## Record extracts
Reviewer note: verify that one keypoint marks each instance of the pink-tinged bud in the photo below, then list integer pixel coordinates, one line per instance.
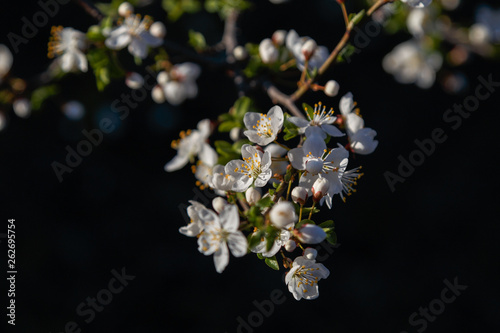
(310, 253)
(252, 195)
(320, 188)
(331, 88)
(134, 80)
(290, 245)
(125, 9)
(267, 51)
(310, 234)
(308, 48)
(219, 204)
(240, 53)
(157, 29)
(279, 37)
(299, 195)
(283, 214)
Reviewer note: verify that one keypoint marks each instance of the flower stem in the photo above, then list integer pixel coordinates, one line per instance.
(312, 208)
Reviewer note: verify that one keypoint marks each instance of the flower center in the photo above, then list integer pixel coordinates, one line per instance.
(263, 126)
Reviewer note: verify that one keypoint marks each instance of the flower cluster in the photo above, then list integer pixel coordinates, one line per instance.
(267, 197)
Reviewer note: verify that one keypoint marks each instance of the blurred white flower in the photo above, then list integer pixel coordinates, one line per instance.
(135, 34)
(300, 47)
(267, 51)
(192, 143)
(409, 63)
(68, 44)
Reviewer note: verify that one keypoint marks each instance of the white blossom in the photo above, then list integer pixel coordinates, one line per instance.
(303, 277)
(314, 158)
(262, 129)
(282, 214)
(221, 235)
(316, 56)
(68, 44)
(253, 169)
(134, 33)
(320, 124)
(267, 51)
(195, 225)
(282, 238)
(6, 60)
(361, 140)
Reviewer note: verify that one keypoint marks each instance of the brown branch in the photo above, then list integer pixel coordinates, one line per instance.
(91, 9)
(279, 97)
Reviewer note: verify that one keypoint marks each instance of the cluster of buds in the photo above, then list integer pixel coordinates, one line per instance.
(269, 191)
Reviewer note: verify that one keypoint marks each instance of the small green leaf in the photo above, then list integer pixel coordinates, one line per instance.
(273, 263)
(197, 40)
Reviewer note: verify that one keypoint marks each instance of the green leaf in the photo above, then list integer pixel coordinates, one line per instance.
(273, 263)
(302, 222)
(197, 40)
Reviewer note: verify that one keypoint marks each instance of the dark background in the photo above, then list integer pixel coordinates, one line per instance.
(120, 209)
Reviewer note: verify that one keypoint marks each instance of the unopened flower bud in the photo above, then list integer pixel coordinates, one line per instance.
(125, 9)
(290, 245)
(299, 195)
(252, 195)
(310, 253)
(320, 188)
(134, 80)
(310, 234)
(157, 94)
(267, 51)
(308, 48)
(282, 214)
(240, 53)
(22, 107)
(279, 37)
(219, 204)
(157, 29)
(331, 88)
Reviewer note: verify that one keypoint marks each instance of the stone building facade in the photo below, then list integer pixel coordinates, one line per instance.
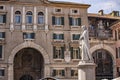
(40, 38)
(36, 39)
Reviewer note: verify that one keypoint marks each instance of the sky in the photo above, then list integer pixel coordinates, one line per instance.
(107, 5)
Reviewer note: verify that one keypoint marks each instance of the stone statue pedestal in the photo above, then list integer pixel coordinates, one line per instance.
(86, 70)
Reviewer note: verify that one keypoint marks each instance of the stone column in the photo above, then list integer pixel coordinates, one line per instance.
(46, 19)
(86, 71)
(11, 23)
(35, 21)
(23, 19)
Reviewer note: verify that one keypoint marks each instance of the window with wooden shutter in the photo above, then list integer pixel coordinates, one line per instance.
(1, 51)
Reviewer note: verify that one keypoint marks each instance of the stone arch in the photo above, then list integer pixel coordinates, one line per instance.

## Aim of the task
Starting with the line that contains "of the window", print every line through the end of the entries above exactly as written, both boundary lines included, and nothing else.

## Result of this exercise
Reviewer note: verify that one keypoint marks each instance of the window with wooden shutter in the photo above, then list integer pixel coordinates, one line per instance.
(1, 51)
Reviewer note: verify that one keypoint marks each instance of the stone arch in the photo above, then list integer pixel coordinates, one line per instance.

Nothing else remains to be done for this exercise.